• Work order
Scan the entries below for the word "keys". Copy each line that has it.

• Information given
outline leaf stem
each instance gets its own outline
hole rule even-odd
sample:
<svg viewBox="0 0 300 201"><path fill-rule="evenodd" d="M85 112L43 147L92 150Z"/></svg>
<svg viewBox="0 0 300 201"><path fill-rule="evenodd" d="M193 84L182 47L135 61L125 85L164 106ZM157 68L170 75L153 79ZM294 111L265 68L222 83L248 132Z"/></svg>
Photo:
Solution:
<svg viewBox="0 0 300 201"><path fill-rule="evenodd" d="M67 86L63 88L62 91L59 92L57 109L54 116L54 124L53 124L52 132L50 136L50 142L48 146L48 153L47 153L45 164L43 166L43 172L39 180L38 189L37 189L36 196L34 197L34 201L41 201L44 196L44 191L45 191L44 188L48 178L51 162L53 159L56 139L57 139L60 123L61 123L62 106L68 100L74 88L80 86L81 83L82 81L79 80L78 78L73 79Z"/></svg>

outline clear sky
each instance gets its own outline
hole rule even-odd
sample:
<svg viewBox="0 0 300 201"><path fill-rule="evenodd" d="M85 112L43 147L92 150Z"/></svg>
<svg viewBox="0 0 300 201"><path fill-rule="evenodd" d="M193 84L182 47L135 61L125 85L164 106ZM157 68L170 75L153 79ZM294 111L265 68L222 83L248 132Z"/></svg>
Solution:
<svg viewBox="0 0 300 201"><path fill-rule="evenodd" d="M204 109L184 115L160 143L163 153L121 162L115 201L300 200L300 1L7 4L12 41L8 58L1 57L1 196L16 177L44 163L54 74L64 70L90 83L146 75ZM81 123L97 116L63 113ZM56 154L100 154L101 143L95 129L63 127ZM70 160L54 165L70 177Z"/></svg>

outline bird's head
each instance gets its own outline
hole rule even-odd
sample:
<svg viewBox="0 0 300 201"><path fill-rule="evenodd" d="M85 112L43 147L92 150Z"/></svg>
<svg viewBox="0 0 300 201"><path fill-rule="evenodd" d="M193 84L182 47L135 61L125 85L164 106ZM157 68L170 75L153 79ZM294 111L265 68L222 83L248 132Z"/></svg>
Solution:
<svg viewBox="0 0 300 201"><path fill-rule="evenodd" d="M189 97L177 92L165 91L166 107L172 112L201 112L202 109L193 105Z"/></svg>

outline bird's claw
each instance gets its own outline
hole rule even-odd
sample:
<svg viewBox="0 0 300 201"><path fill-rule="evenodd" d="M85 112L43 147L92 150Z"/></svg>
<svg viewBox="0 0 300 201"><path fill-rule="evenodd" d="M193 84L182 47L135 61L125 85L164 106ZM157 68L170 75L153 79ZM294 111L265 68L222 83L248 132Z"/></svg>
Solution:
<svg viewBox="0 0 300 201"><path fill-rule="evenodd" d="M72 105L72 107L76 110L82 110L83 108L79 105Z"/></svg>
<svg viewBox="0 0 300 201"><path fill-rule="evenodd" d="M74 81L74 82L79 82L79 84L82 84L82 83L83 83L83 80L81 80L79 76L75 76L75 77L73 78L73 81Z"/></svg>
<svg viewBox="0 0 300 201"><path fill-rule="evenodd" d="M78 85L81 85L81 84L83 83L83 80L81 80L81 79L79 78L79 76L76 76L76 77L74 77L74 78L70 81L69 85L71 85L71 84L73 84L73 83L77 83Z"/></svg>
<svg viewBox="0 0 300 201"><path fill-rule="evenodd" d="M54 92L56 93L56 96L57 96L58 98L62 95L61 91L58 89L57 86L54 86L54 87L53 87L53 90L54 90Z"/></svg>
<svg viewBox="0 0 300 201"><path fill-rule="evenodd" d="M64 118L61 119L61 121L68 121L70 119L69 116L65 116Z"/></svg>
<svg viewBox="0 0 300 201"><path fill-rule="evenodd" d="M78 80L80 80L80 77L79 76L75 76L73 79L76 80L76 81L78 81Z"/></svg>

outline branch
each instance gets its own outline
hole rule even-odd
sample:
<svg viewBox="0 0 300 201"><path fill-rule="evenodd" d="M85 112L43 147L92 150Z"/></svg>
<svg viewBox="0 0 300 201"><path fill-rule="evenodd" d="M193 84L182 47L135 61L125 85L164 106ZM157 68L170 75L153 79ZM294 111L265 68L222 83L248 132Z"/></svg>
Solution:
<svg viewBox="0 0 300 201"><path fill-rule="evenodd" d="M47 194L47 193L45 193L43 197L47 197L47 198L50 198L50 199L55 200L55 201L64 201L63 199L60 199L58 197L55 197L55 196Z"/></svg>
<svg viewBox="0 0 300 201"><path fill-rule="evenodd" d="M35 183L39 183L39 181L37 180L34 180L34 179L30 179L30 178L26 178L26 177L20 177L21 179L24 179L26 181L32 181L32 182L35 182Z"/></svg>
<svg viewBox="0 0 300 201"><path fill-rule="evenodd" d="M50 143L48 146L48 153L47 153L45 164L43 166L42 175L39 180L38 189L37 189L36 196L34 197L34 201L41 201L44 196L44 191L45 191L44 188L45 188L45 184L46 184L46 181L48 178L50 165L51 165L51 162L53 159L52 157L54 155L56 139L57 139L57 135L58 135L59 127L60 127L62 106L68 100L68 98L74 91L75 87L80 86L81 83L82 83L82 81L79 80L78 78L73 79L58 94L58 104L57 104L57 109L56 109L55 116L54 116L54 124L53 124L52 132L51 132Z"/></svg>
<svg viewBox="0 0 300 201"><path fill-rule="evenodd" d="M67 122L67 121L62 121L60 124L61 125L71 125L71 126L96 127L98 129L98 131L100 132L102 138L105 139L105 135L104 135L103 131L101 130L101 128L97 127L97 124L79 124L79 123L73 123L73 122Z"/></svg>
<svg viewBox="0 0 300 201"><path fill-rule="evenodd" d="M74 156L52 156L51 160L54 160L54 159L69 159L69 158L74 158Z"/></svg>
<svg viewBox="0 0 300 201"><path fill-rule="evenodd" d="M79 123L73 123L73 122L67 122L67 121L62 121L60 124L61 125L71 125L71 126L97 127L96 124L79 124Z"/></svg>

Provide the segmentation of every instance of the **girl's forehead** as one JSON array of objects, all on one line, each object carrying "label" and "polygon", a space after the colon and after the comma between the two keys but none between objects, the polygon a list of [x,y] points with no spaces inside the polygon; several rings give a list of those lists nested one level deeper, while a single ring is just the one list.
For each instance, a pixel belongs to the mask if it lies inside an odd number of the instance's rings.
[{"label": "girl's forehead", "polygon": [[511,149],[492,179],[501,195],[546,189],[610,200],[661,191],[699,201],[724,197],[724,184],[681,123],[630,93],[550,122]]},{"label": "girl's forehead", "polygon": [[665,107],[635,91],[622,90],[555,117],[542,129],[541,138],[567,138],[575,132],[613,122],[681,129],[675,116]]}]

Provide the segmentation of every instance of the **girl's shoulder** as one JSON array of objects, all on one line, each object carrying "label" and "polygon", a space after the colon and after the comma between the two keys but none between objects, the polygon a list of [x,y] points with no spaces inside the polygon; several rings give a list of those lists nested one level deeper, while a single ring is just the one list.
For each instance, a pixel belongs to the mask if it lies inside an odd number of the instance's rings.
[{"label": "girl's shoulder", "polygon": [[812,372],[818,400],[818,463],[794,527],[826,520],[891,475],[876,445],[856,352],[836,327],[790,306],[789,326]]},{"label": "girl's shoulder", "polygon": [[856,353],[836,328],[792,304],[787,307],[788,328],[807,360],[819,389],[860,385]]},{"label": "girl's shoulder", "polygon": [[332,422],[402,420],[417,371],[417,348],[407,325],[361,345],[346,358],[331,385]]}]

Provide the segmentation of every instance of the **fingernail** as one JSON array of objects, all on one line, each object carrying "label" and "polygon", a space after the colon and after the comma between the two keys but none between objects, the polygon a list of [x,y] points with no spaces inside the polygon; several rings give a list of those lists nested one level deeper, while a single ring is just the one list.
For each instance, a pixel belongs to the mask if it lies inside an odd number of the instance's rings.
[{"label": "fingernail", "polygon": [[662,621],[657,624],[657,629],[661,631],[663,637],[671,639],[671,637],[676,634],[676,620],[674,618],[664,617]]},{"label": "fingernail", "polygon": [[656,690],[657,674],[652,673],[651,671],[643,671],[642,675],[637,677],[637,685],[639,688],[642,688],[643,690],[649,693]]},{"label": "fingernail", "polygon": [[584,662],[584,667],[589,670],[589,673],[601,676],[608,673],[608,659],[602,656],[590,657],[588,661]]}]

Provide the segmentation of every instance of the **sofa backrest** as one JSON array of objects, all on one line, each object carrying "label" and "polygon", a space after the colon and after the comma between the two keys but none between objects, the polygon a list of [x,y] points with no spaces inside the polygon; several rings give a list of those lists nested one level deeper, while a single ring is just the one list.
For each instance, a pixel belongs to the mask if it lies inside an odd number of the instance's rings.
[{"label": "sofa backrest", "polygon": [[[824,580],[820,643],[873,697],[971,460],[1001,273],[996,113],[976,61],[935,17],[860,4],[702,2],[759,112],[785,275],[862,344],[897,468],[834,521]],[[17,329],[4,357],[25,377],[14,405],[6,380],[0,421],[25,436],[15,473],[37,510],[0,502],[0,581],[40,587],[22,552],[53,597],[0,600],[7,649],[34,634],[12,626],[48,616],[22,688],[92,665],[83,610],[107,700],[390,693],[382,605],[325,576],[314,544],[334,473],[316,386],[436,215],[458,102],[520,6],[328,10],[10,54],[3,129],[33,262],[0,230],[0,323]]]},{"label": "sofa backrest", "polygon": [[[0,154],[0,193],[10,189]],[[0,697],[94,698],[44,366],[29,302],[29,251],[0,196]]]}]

• Answer area
Provide the segmentation of every instance of the **girl's forehead** as one JSON array of objects, all on one line, each object carrying "label" and "polygon", a space after the colon and after the comma between the two keys but none between objects, the polygon a list of [x,y] points with no spaces inside the polygon; several rings give a list of those lists nested one level deeper, while a single ring is just the one list.
Provide the segmentation of every instance of the **girl's shoulder** as one JSON array of objects, all on one line, each object carrying "label" and "polygon", a space after the colon and after the comma between the two keys but none between objects, the polygon a list of [x,y] points with no spaces inside the polygon; several rings give a list of those lists nested one level deeper, while a single ring is just the one list.
Provide the segmentation of every instance of the **fingernail** as one JSON array of objects, all on one line, each object carrying "label" and "polygon", a space after the colon and after the comma between the two keys but none between objects, the polygon a list of [x,y] points with no spaces inside the polygon; several rings give a list of those lists nested one level deeper, while a single ring is just the one list.
Provide the segmentation of every instance of the **sofa backrest** as one JSON array of objects, all on one line, each object carrying "label" and "polygon", a space after the colon and after the comma between the two keys but none between objects, the polygon a list of [x,y] points with no spaces inside the polygon; several rings give a list of those lists nested one level deeper, while a single ring is just the one list.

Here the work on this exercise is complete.